Les Routes de la critique c’est aussi la parole donnée aux élèves qui découvrent des films à travers des projets ou des séances scolaires. La semaine dernière, les élèves de 1ère L2 du lycée Mariette ont découvert Le Petit Lieutenant de Xavier Beauvois, deuxième film au programme de Lycéens au cinéma pour l’année scolaire 2010-2011. Un film qui ne les a pas laissés indifférents. Impressions et commentaires d’abord couchés sur le papier puis publiés sur ce blog.
Le capitaine de police et son "petit lieutenant" sur une scène de crime, grand classique du film policier, séquence revue et corrigée par Xavier Beauvois.
Le petit lieutenant de Xavier Beauvois (2005)
Le petit lieutenant est le quatrième film réalisé par le français Xavier Beauvois. Si avec Nord (1989), N’oublie pas que tu vas mourir (1995), prix du Jury à Cannes et Selon Matthieu (2001), il obtient d’excellentes critiques, le réalisateur, par ailleurs acteur, peine à rencontrer son public. C’est donc avec Le petit lieutenant qu’il parvient à allier succès critique et public puis avec Des hommes et des dieux (2010) qui a renforcé l’enthousiasme du public français envers le réalisateur.
Pour son quatrième film, Xavier Beauvois raconte l’histoire d’Antoine Derouère (Jalil Lespert) qui, à la sortie de l’école de police, choisit de quitter sa Normandie natale pour intégrer la police judiciaire à Paris. Il est tout de suite bien intégré à l’équipe grâce à sa discrétion et son enthousiasme. Il est particulièrement bien apprécié par sa supérieure Caroline Vaudieu (Nathalie Baye), ancienne alcoolique qui retrouve en Antoine son fils décédé à l’âge de sept ans. Cependant, Antoine est poignardé lors d’une enquête et meurt peu de temps après.
Tout d’abord, ce qui marque le plus dans ce film, c’est son côté réaliste. En effet, Beauvois, filme le quotidien d’un commissariat de Paris de la manière la plus simple possible, parfois même proche du documentaire. Chez lui, pas d’esthétisation outrancière, de bande-son tonitruante, de musiques additionnelles, pas de filtres… D’ailleurs, le réalisateur choisit volontairement des acteurs non professionnels (sauf pour les personnages principaux) afin de renforcer l’impression de prise directe avec le réel, l’école réaliste se méfiant parfois des tics de jeu des acteurs professionnels. Cette simplicité saute aux yeux dans plusieurs scènes, celles (nombreuses) filmées dans les bars (grand classique d’une certaine tradition du cinéma français), un plan rappelant même, pour l’une d’elle, L’absinthe d’Edgar Degas ; celle de la première garde de nuit ou encore celle de l’autopsie, bien loin des plans ultra-esthétisés des séries américaines.

» Extrait de données
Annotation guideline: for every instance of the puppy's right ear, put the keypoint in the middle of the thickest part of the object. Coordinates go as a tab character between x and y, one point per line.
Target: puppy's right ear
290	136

» Série d'exercices
**1)** Citez tous les films réalisés par Xavier Beauvois que mentionne le texte sur Le Petit Lieutenant.
**2)** Poursuivez le texte sur Le Petit Lieutenant après sa dernière phrase.

» Corrigé
**1)** Nord, N'oublie pas que tu vas mourir, Selon Matthieu, Le petit lieutenant, Des hommes et des dieux

**2)**
Ce film est aussi une profonde réflexion sur la famille : les deux personnages principaux, n’ayant sur Paris aucune attache familiale, sont plongés tous deux dans une grande solitude. Par contraste, Beauvois multiplie les séquences où apparaît une famille, biologique ou non. Celle d’Antoine d’abord qui apparaît au moment de son départ pour Paris, de son hospitalisation puis de son enterrement. Il y a aussi la famille de Solo, collègue d’Antoine (Roschdy Zem) avec laquelle ce dernier apparaît heureux et apaisé contrairement à Antoine et Caroline. Il y a enfin la logeuse d'Antoine, autre figure maternelle pour le jeune homme. Le film multiplie ainsi les familles de substitution, le commissariat surtout mais aussi les Alcooliques Anonymes que fréquente Caroline.
Une autre famille est montrée : celle d’un enfant baptisé dans une église orthodoxe, celle que forme les fidèles encadré par le prêtre qui officie. C’est une scène-clé du film d'abord parce qu'elle montre la détresse de Caroline Vaudieu, isolée par la caméra, qui entend les pleurs du bébé lui rappelant sûrement un autre enfant, et qu'elle annonce, par la symbolique du baptême, la mort imminente d’Antoine, deuxième « fils » perdu. Une détresse intense et bouleversante qui se traduit d’ailleurs par l’effondrement, au sens propre comme au figuré, d’une femme qui revit des moments douloureux. A la manière de François Truffaut, Beauvois signale que les émotions les plus extrêmes se traduisent par le corps et non par les mots.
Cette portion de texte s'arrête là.